Relevés de pointage d'objets nommés:
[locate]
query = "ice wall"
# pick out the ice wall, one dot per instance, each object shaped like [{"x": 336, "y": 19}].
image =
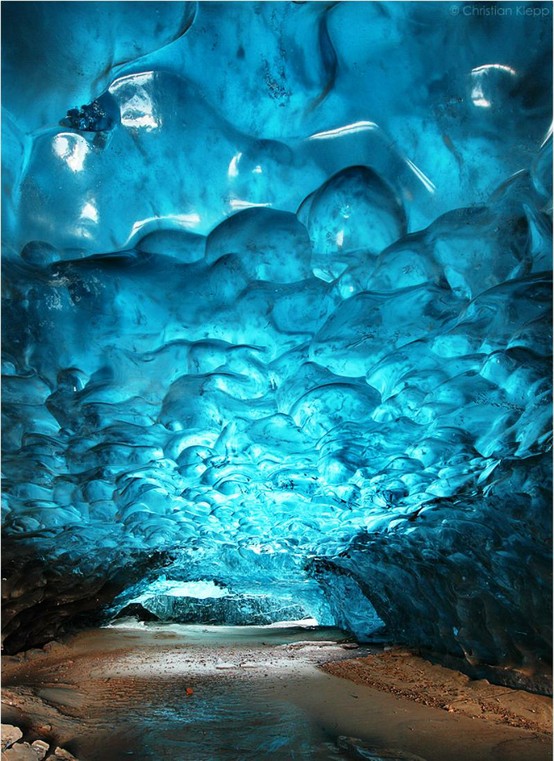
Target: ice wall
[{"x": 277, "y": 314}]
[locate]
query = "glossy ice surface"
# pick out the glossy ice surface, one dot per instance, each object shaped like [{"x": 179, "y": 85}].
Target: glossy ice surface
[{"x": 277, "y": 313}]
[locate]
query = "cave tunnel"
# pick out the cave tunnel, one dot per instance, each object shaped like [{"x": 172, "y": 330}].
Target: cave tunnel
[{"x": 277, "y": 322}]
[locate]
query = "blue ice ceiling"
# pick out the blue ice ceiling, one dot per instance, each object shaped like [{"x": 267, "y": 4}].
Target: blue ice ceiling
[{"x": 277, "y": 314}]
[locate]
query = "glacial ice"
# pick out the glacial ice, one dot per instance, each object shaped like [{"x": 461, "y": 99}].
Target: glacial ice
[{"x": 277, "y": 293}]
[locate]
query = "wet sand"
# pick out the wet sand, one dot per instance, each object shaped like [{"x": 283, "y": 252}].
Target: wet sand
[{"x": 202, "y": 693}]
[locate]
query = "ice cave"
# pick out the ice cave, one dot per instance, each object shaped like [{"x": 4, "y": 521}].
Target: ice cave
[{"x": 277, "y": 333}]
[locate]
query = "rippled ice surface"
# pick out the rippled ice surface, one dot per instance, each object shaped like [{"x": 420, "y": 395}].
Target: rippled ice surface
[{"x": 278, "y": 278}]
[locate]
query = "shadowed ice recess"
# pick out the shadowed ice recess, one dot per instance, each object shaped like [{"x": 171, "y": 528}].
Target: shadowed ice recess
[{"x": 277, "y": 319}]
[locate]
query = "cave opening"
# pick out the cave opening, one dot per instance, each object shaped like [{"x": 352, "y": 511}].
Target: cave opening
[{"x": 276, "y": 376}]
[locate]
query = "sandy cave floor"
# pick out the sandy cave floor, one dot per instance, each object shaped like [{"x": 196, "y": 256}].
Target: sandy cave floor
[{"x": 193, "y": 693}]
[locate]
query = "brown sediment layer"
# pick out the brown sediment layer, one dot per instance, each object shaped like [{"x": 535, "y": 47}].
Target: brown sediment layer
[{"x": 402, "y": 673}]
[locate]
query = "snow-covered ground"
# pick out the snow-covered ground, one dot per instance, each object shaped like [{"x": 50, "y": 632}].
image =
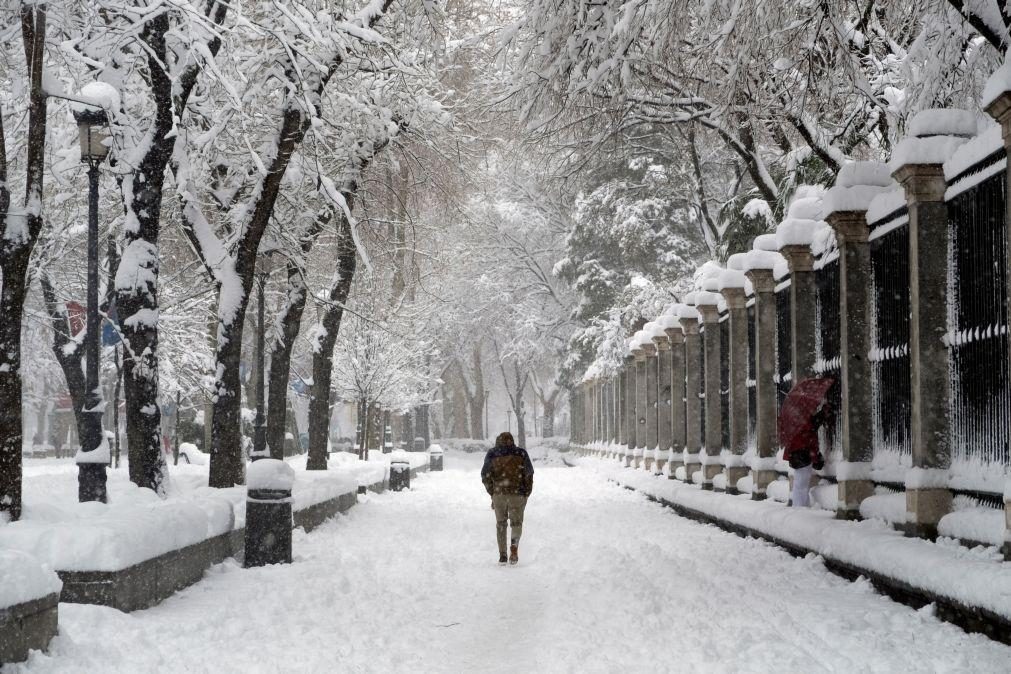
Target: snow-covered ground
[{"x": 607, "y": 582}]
==
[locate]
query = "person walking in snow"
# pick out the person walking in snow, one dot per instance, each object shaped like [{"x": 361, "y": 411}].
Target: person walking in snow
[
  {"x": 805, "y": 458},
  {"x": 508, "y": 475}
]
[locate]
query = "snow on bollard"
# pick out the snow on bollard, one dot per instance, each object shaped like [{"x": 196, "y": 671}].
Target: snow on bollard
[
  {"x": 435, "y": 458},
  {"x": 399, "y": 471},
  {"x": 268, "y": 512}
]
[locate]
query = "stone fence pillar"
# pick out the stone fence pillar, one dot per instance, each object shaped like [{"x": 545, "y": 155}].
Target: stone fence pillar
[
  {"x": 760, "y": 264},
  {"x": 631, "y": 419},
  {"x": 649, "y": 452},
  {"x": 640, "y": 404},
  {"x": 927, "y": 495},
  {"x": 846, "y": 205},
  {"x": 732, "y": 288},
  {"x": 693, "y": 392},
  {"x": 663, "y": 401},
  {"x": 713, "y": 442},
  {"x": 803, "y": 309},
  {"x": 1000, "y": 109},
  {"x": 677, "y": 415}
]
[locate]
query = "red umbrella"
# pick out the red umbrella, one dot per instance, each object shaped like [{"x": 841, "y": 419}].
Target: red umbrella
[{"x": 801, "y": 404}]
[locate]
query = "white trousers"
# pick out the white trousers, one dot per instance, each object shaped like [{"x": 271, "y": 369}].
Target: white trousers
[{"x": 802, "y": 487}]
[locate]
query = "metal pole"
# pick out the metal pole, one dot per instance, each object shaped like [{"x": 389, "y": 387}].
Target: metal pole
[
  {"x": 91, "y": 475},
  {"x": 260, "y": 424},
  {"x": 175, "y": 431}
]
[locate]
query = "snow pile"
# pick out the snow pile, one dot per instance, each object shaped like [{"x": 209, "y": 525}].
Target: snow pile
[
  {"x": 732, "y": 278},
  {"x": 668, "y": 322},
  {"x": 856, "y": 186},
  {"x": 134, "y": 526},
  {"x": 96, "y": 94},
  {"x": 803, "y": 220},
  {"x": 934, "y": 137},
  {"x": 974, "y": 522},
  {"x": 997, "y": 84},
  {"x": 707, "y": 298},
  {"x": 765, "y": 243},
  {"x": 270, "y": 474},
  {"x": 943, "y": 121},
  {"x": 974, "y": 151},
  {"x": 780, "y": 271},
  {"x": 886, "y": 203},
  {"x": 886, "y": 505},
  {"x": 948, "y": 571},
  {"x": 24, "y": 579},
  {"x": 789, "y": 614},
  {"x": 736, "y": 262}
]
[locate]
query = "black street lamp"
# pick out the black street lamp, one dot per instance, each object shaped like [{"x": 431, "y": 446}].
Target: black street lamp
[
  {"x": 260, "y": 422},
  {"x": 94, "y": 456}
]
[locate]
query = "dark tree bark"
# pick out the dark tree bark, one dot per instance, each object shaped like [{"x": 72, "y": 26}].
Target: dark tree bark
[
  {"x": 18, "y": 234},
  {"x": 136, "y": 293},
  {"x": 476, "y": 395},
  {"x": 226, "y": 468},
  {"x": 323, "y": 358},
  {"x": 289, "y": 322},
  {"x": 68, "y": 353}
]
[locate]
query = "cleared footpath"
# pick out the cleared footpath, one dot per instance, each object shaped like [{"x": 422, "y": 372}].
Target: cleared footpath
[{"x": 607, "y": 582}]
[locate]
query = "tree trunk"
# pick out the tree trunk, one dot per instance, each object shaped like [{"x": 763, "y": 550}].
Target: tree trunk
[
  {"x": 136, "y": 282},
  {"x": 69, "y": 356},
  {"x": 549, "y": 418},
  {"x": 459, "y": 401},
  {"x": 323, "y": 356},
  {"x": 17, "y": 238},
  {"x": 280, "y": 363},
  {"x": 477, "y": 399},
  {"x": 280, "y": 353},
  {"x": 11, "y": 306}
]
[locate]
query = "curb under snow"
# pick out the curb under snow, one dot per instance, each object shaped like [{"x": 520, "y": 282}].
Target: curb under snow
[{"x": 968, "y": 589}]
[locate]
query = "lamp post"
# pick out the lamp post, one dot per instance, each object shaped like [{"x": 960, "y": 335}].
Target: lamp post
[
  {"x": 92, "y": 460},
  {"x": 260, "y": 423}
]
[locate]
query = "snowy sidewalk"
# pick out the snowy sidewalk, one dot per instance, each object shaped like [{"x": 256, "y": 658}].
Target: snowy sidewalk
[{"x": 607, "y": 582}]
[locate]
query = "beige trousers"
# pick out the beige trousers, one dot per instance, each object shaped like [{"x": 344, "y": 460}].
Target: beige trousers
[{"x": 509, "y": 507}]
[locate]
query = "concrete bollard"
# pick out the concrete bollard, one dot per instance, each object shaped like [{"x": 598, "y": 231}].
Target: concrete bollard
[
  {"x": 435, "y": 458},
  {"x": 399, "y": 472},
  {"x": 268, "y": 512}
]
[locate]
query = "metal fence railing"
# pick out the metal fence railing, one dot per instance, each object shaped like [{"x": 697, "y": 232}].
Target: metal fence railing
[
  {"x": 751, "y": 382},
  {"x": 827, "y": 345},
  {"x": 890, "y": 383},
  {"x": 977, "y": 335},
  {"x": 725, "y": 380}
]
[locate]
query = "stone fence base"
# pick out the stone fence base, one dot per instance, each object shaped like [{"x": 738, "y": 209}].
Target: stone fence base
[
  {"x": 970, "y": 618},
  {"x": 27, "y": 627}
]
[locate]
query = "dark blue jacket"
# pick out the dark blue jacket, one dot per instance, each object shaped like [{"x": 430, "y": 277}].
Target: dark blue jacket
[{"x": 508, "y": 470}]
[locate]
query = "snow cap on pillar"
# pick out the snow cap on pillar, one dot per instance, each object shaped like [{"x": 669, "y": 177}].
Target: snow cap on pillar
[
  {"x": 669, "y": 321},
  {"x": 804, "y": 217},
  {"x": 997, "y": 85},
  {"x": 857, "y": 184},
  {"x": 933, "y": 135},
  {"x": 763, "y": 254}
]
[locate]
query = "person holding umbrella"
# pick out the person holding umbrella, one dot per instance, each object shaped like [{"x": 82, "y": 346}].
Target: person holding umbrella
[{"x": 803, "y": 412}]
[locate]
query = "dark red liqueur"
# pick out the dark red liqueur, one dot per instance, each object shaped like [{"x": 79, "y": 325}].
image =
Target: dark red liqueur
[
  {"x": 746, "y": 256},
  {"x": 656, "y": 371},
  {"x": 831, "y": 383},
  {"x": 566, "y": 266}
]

Détails du problème: Relevez toutes les lignes des items où figure le mot « pole ».

Solution rédigée:
query = "metal pole"
# pick out the metal pole, one dot per instance, each object shaped like [{"x": 389, "y": 387}].
Target: metal pole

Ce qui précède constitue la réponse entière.